Activity: Return verbatim every line from the first line of the data below to the line that contains "(262, 101), bottom-right", inclusive, and no further.

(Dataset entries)
········
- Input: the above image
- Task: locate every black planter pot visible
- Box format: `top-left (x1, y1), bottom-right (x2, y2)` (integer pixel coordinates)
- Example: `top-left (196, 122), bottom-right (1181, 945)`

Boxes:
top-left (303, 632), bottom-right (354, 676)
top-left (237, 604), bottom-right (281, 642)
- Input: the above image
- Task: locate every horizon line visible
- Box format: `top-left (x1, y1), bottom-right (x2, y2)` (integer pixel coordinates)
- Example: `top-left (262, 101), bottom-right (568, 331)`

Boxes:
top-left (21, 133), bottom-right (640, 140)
········
Solution to the exercise:
- Input: the above image
- Task: locate every black planter pot visible
- Box format: `top-left (x1, y1), bottom-right (x2, y2)` (integer pixel coordinates)
- Example: `top-left (196, 122), bottom-right (1181, 945)`

Boxes:
top-left (303, 632), bottom-right (354, 676)
top-left (237, 604), bottom-right (281, 642)
- Input: the above image
- Task: locate every horizon line visible
- Box format: `top-left (x1, y1), bottom-right (x2, y2)` (integer pixel coordinates)
- Example: `top-left (262, 101), bottom-right (568, 331)`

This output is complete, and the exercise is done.